-- START OF Given text --

Originally published at www.nytimes.com on June 19, 1991.

Today, getting a roll of standard black and white film processed is a chore because most laboratories are set up for color only. Now the Ilford Company has come to the rescue with a novel idea: a black and white film that can be processed in a one-hour photo lab, right along with everybody’s color rolls.

Ilford has created a film for these times: XP-2.

But is XP-2 a gimmick or is a viable choice for serious black and white work? I asked Bill Pierce and his son, W. Eugene Pierce, both master printers in lower Manhattan, to shoot this film, print it and give their insights.

Bill Pierce is an award-winning photographer for the Sygma agency who has shot for Time, Newsweek, U.S. News & World Report, and Life. He was trained in printing by the fabled W. Eugene Smith, who shot photographic essays for Life, and his son is named after Mr. Smith. Eugene Pierce specializes in photographing rock musicians when he is not working in the darkroom.

The Pierces work by appointment and prefer projects of substance — picture exhibits, picture books, photographic essays — rather than single prints. “We like to work with people who make very good pictures,” Bill Pierce said. “There isn’t anything more boring than sitting in your darkroom printing bad pictures.”

Recently he and his son made prints for the photographer Arthur Grace for his new book, “Comedians” (Eastman Kodak, Thomasson-Grant), and for a picture essay from it that appeared in Life.

-- END OF Given text --

◆ Aim 1: Decide whether each statement agrees with the article on XP-2 film, giving yes or no for each and quoting the exact words of the article that settle it. (a) The Pierces prefer single prints to larger projects. (b) Bill Pierce learned printing from W. Eugene Smith. (c) XP-2 can be developed in a one-hour photo lab together with color rolls.

-- START OF Dataset records --

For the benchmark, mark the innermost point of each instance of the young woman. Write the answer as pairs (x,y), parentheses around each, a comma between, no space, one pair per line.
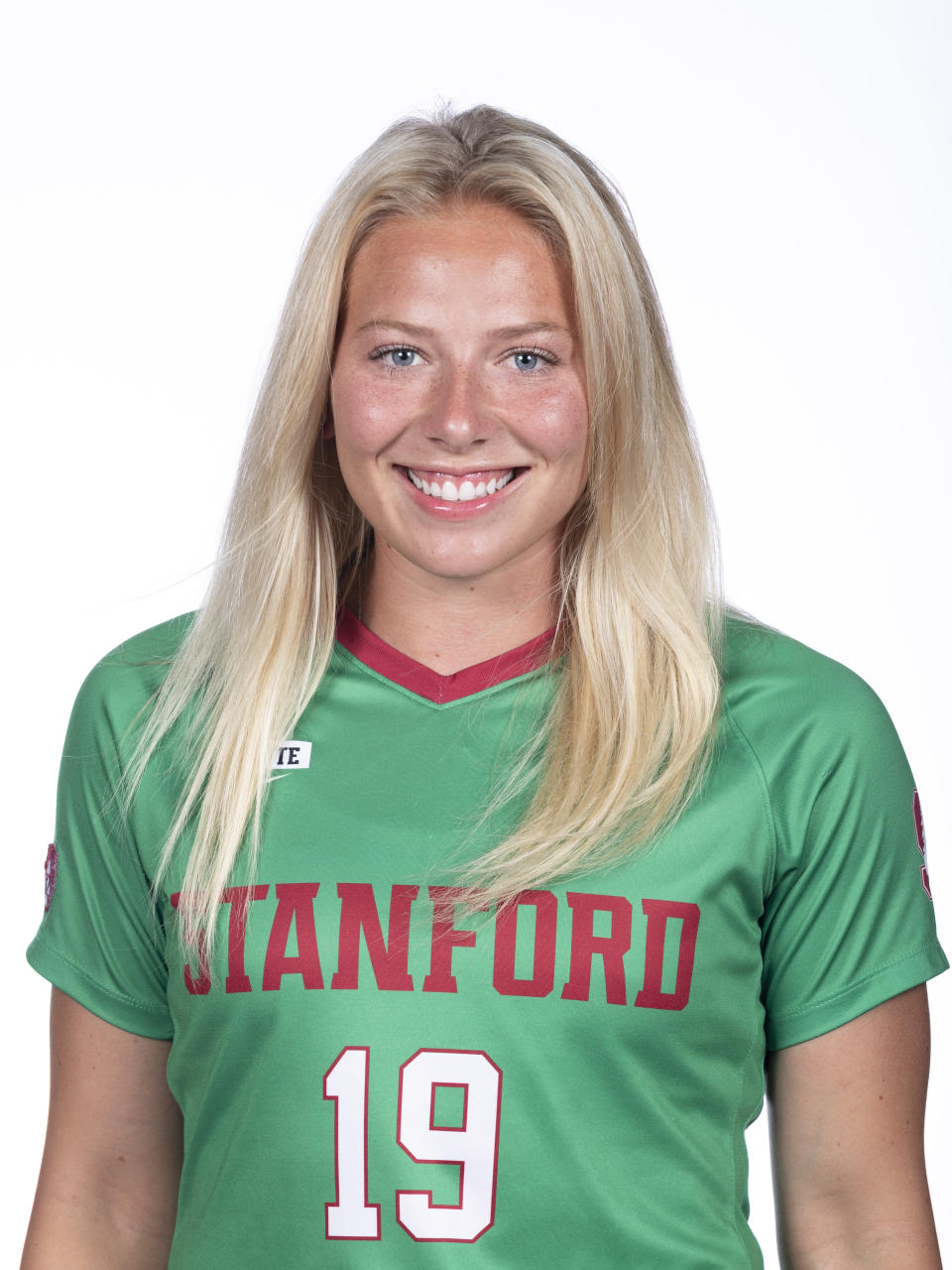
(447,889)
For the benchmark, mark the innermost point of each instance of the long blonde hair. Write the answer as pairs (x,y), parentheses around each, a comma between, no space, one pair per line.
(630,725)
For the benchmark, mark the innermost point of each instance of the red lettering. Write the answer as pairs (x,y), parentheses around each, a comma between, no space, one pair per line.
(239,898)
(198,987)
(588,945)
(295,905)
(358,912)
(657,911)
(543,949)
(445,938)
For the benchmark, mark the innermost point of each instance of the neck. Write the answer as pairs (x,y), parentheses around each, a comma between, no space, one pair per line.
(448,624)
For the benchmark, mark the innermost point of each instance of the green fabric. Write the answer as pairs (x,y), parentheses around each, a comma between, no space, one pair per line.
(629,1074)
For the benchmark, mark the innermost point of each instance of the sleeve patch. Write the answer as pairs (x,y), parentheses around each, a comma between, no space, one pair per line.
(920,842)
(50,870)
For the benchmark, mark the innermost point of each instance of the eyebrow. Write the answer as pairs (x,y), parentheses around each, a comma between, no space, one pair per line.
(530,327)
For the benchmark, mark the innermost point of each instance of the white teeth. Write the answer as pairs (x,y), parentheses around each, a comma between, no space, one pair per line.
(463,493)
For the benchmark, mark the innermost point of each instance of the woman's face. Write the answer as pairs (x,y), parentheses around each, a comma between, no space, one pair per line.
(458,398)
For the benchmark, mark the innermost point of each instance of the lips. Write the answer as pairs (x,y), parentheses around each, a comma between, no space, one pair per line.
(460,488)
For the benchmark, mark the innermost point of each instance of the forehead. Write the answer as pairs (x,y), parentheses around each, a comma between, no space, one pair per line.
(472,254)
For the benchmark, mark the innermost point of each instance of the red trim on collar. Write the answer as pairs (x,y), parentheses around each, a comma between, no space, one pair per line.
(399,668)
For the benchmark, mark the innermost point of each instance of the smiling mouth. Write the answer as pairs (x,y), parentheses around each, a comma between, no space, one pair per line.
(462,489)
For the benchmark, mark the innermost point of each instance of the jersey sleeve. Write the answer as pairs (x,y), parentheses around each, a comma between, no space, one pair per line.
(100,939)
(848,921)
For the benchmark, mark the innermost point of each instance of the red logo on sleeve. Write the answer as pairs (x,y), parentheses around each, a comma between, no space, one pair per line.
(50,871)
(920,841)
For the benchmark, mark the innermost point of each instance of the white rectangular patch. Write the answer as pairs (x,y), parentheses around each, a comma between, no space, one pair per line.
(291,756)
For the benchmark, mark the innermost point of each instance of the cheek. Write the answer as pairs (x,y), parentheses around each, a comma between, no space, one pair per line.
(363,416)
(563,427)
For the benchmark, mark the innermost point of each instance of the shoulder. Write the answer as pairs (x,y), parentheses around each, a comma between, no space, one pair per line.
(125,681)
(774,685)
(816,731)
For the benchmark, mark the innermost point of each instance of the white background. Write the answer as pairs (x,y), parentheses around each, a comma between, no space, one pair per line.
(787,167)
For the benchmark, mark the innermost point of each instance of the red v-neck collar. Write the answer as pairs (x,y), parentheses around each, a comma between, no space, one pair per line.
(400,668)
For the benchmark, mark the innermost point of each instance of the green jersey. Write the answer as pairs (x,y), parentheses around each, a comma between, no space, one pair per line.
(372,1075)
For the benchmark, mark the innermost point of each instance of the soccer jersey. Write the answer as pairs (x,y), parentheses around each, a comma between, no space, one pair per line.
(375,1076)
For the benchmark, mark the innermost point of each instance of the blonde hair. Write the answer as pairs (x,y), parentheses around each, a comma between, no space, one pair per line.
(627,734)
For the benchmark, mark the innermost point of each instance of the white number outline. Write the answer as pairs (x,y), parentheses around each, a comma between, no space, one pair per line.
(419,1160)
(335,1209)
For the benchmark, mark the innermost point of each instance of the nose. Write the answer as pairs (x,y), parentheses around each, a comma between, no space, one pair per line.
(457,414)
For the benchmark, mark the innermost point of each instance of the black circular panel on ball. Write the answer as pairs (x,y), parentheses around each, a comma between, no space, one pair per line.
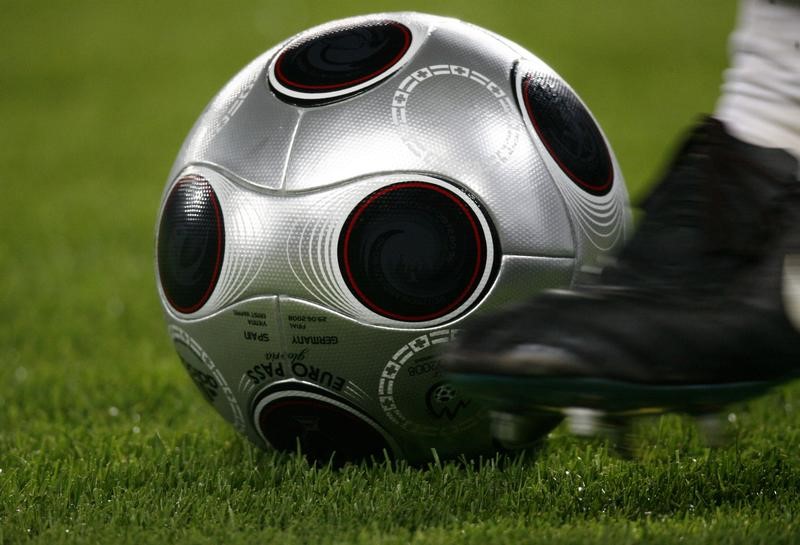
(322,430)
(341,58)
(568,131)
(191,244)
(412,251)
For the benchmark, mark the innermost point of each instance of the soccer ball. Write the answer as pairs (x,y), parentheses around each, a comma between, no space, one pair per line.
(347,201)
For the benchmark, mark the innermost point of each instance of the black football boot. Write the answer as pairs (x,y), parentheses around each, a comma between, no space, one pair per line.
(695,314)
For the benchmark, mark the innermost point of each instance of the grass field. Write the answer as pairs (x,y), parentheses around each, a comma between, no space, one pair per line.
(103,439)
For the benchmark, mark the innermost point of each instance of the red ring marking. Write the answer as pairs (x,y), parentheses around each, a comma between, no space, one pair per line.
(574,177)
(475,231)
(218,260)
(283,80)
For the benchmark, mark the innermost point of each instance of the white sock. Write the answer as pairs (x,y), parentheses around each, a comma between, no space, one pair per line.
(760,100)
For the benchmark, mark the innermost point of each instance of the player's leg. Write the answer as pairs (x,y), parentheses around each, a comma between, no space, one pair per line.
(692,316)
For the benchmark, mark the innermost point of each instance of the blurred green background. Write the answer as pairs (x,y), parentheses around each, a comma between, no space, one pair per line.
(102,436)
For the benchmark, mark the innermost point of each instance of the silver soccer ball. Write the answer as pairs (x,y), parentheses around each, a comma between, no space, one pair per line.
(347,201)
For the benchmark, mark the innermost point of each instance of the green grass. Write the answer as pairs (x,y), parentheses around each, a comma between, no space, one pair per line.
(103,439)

-- END OF Dataset records --
-- START OF Dataset records --

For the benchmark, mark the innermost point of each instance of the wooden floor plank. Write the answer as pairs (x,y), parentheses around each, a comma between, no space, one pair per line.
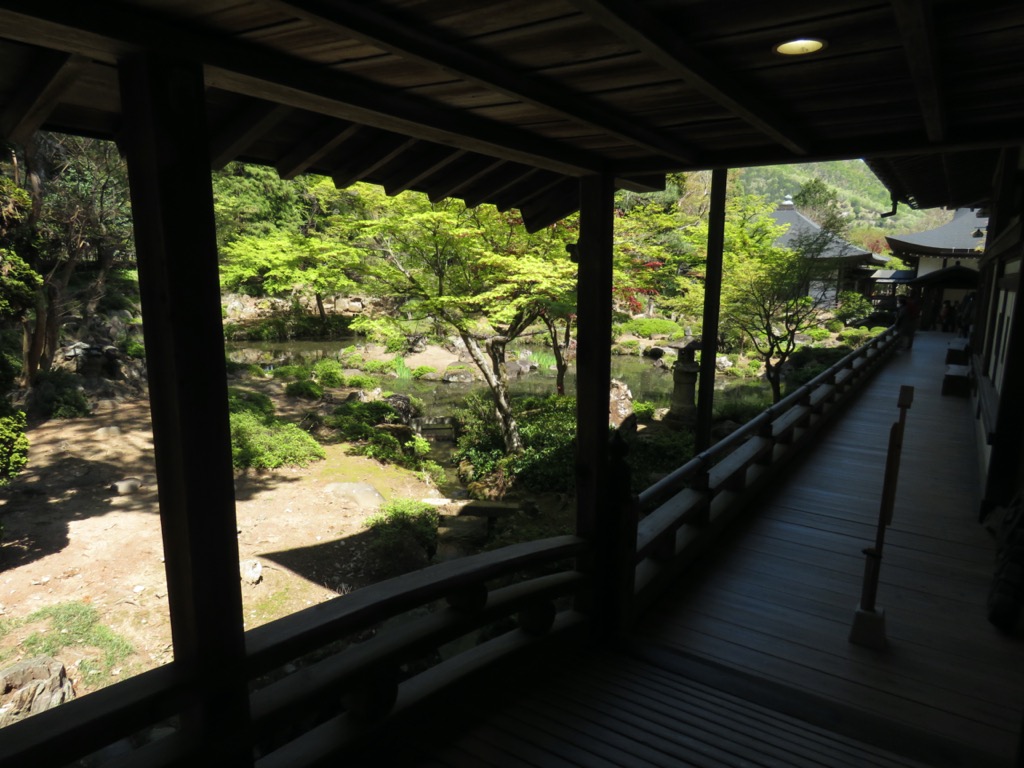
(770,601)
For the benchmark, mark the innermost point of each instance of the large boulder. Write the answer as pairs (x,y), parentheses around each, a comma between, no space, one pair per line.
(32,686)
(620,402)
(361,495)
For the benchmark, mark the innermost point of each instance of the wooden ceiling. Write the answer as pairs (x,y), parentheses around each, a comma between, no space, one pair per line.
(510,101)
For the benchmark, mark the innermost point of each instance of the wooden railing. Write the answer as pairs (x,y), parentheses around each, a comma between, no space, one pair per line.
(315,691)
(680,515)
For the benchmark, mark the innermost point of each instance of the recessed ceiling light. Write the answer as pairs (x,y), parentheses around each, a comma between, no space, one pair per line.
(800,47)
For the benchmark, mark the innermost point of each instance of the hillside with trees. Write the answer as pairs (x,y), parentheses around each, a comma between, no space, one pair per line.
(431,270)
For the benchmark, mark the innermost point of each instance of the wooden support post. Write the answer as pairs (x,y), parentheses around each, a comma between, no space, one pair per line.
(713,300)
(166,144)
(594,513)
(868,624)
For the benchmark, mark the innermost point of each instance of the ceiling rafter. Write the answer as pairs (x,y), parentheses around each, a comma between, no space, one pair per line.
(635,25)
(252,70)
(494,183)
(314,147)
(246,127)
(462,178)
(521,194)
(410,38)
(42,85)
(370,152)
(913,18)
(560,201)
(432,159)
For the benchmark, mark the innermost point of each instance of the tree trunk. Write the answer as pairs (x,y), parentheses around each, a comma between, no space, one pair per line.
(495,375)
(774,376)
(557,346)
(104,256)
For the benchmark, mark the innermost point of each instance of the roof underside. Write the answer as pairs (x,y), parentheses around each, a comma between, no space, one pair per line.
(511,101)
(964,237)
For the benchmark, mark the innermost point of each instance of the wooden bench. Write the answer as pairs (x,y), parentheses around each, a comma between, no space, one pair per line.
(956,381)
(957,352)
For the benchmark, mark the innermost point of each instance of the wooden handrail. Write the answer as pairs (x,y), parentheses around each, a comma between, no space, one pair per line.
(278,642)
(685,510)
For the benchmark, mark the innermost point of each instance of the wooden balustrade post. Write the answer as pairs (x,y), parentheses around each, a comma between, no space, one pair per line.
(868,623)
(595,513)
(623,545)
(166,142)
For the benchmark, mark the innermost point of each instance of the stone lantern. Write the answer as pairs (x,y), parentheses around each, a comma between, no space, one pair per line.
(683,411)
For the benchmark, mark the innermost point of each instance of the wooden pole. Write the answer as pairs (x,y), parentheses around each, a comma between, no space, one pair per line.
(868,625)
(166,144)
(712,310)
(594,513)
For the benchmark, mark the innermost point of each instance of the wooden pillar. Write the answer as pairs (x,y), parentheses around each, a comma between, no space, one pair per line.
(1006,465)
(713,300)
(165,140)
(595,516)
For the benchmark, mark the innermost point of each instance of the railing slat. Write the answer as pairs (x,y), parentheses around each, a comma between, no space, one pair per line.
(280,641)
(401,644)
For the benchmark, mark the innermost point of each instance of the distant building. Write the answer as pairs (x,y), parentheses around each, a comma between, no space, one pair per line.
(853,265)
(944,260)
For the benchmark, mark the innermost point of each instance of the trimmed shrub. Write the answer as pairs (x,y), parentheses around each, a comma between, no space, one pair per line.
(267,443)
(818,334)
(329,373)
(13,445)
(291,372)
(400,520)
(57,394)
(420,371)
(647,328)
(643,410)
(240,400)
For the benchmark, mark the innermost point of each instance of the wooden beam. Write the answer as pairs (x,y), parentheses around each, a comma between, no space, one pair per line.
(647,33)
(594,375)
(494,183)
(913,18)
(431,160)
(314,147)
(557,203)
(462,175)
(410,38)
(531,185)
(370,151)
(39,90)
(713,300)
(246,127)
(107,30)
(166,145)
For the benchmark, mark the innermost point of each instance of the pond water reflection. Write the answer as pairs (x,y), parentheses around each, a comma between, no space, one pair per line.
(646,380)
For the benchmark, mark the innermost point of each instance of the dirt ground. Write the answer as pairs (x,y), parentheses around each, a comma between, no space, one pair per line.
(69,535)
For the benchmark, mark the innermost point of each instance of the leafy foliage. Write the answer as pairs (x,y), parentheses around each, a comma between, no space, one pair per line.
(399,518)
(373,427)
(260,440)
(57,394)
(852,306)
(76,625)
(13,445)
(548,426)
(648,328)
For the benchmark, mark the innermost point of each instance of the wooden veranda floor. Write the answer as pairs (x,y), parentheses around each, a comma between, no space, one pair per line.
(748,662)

-- END OF Dataset records --

◆ Aim 2: List every line of the records that contains the word "blonde".

◆ Correct answer 1:
(a) No: "prefer projects of substance — picture exhibits, picture books, photographic essays — rather than single prints."
(b) Yes: "He was trained in printing by the fabled W. Eugene Smith"
(c) Yes: "a black and white film that can be processed in a one-hour photo lab, right along with everybody’s color rolls."

◆ Correct answer 2:
For the benchmark, mark the innermost point of each instance of the long blonde hair. Write the answer as pairs (x,y), parentheses around each, a comma between, no space, one pair per line.
For the benchmark, mark the innermost point of each instance of the blonde hair. Write the answer as pairs (x,y), parentheses around each, a comma between, no space, one pair per line.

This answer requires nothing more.